*** ENTRIES PROVIDED Section Begins ***

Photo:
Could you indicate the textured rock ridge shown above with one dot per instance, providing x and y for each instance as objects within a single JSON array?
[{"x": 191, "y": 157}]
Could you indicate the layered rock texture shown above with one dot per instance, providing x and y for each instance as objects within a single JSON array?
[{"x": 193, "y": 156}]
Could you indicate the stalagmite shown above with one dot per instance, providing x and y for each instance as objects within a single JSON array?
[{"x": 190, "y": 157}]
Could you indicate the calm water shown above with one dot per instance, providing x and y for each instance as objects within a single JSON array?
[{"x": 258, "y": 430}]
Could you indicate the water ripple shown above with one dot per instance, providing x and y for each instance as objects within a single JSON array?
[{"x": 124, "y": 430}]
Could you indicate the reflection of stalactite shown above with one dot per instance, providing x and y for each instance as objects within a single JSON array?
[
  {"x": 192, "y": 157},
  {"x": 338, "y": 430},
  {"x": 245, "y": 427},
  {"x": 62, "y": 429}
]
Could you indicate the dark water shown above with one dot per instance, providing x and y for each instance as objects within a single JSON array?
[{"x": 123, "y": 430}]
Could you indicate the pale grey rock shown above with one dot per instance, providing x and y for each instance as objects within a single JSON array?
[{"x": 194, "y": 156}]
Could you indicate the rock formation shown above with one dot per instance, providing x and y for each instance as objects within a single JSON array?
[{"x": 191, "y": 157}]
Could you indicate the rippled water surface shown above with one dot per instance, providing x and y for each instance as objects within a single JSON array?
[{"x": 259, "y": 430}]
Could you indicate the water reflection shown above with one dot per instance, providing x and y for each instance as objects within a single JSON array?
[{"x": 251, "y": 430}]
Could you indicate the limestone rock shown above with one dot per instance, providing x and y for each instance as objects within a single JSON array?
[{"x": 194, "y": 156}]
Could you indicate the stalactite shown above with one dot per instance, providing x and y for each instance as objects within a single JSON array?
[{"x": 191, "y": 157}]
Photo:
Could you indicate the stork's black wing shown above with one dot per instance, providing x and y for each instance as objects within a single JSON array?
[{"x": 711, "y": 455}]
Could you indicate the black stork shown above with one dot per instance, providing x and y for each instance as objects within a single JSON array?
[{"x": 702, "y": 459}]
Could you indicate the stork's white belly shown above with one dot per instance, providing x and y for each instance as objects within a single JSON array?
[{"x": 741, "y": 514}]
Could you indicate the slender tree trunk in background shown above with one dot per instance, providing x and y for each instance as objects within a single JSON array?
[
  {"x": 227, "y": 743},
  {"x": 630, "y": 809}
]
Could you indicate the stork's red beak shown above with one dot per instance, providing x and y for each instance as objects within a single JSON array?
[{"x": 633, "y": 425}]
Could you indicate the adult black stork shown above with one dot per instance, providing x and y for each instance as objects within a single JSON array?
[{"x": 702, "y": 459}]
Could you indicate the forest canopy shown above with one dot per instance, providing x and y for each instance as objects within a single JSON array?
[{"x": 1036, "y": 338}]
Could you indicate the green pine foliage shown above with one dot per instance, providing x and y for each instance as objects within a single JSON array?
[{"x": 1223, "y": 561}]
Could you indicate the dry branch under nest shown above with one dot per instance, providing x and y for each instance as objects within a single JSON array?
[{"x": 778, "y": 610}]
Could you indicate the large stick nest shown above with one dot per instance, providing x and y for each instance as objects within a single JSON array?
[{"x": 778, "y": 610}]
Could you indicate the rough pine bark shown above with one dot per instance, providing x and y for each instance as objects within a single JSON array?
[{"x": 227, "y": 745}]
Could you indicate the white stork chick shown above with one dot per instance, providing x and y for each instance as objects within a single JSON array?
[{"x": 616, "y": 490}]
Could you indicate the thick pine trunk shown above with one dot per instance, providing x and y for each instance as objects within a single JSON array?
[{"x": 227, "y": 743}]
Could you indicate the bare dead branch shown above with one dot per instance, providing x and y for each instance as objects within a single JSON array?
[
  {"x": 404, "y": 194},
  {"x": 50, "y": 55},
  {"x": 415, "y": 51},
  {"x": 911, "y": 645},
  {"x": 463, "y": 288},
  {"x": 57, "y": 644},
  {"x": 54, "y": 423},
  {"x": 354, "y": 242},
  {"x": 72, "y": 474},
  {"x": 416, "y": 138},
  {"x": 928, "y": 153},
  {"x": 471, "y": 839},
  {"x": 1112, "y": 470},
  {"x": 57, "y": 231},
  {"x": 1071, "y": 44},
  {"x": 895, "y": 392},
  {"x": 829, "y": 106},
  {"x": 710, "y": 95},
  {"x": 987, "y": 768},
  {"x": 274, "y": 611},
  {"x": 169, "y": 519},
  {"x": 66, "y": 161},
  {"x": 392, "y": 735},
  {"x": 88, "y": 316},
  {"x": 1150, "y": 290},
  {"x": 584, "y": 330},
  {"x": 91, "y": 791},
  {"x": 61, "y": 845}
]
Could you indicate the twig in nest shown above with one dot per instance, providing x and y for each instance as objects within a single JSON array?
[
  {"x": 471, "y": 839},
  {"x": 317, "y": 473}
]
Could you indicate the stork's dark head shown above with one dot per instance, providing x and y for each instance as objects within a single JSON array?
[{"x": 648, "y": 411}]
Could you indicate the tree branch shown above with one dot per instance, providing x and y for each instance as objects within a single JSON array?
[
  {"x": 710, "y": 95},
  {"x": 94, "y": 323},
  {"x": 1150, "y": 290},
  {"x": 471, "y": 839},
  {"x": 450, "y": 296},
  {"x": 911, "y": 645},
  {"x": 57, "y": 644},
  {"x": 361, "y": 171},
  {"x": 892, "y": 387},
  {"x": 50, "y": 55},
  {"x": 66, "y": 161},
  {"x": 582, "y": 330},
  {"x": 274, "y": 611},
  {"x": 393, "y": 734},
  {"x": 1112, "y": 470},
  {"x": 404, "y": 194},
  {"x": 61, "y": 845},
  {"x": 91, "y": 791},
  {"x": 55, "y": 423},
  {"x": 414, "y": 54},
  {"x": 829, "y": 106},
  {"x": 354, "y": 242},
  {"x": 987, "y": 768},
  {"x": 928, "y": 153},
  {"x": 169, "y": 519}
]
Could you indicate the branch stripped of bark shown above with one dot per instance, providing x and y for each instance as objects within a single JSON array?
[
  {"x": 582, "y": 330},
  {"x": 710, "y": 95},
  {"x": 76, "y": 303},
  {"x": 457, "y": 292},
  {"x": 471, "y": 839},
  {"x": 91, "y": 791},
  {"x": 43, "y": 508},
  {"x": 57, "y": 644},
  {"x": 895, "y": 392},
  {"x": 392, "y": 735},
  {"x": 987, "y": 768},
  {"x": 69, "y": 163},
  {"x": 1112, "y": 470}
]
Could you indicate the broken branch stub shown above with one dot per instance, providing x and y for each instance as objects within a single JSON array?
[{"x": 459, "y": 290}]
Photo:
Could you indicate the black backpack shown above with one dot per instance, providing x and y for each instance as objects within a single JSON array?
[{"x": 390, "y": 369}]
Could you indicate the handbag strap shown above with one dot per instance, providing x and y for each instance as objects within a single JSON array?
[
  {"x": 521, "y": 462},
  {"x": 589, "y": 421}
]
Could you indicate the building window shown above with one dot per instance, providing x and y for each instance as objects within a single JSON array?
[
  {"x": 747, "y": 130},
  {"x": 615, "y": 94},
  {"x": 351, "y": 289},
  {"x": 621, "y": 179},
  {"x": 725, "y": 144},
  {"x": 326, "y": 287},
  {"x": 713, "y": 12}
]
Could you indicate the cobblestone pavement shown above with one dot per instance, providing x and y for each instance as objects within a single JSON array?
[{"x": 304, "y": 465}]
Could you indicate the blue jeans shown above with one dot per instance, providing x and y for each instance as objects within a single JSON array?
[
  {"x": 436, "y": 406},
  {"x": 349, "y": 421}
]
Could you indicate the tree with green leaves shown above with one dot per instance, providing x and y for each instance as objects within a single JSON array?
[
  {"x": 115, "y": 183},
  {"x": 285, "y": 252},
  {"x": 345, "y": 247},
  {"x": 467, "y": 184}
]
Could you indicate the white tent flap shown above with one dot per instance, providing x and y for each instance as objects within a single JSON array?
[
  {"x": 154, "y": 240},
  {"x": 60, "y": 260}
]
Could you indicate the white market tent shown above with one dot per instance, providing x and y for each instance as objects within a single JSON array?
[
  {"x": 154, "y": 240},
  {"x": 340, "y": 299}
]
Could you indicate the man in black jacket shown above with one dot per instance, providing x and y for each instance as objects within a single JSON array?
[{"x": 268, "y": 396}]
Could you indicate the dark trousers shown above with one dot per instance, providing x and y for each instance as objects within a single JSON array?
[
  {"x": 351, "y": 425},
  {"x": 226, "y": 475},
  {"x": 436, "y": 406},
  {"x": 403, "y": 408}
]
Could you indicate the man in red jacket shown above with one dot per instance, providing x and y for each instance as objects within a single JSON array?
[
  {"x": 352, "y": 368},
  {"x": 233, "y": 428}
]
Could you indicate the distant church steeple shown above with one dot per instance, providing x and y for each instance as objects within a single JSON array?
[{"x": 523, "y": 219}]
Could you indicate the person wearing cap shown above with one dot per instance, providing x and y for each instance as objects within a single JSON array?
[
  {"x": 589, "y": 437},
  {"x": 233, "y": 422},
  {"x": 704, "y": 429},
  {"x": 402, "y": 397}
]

*** ENTRIES PROVIDED Section Ends ***

PROMPT: Return exactly the lines of the listing that run from the one containing "Could you indicate the dark trousers" through the last, and no others.

OUTPUT OF THE EXERCISE:
Could you indicate the dark trousers shown above with one dot per instance, providing x and y for each instance as objects within a single JSON array?
[
  {"x": 351, "y": 425},
  {"x": 226, "y": 475},
  {"x": 436, "y": 406},
  {"x": 403, "y": 408}
]
Could you indicate the man in red jacket shown above with one dot per instance, providing x and y for each instance as objects within a single JSON array?
[
  {"x": 352, "y": 368},
  {"x": 233, "y": 428}
]
Could you indicate the distant church steeple shown above with one dot per instance, providing x and y for each instance as objects within a single JSON array?
[{"x": 523, "y": 219}]
Could you indicate the person wearing cap shown above with one dot per instance, providing x and y for each instance as objects within a single JSON array?
[
  {"x": 589, "y": 437},
  {"x": 233, "y": 422},
  {"x": 704, "y": 429},
  {"x": 402, "y": 397}
]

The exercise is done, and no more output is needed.